### APPLY WHAT YOU READ:
[1] Answer these questions from the text on query expansion:
(a) Which problem does query expansion address?
(b) What morphological variations are given as examples?
(c) In pseudo-relevance feedback, what informs the query expansion?
[2] Extend the text on query expansion with a further paragraph that picks up after its final sentence.

### EXTRACTED TEXT:

What is Query Expansion?
Query expansion is a retrieval technique that augments the original user query with additional terms, synonyms, related concepts, or alternative phrasings to improve retrieval coverage and recall. Rather than searching only for the exact query terms or embedding, expanded queries cast a wider net, increasing the likelihood of finding relevant information that might be expressed differently than the user's query. This addresses the vocabulary mismatch problem where relevant documents use different terminology than the query.
Expansion can be implemented through various approaches: adding synonyms from thesauri or word embeddings, including morphological variations (plurals, tenses), generating related queries using an LLM, extracting key concepts and adding related terms, or using pseudo-relevance feedback where an initial search's top results inform query expansion. Some systems generate multiple query variations and combine results from all of them, while others selectively add high-confidence expansions to the original query.

(Point-per-instance localization data)
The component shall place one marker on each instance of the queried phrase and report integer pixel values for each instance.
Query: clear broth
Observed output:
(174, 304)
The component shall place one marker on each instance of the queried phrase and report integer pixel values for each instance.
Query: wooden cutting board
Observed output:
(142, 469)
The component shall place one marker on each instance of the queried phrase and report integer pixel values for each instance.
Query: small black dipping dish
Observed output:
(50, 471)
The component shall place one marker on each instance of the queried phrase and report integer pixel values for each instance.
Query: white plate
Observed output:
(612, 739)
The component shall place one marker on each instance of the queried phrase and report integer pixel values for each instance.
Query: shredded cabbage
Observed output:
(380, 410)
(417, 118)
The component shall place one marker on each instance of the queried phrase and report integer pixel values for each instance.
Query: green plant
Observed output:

### RESULTS FOR THE EXERCISE:
[1]
(a) The vocabulary mismatch problem, where relevant documents use different terminology than the query.
(b) Plurals and tenses.
(c) The top results of an initial search.

[2]
Query expansion is particularly valuable in RAG systems where improving recall (finding all relevant information) is important, even if it comes with some precision tradeoff. It helps handle cases where users might not know the exact terminology used in documents or express queries informally. However, excessive expansion can introduce noise and retrieve irrelevant results, so expansion strategies must balance improved coverage against maintaining focus. Modern implementations often use LLMs to generate contextually appropriate query expansions.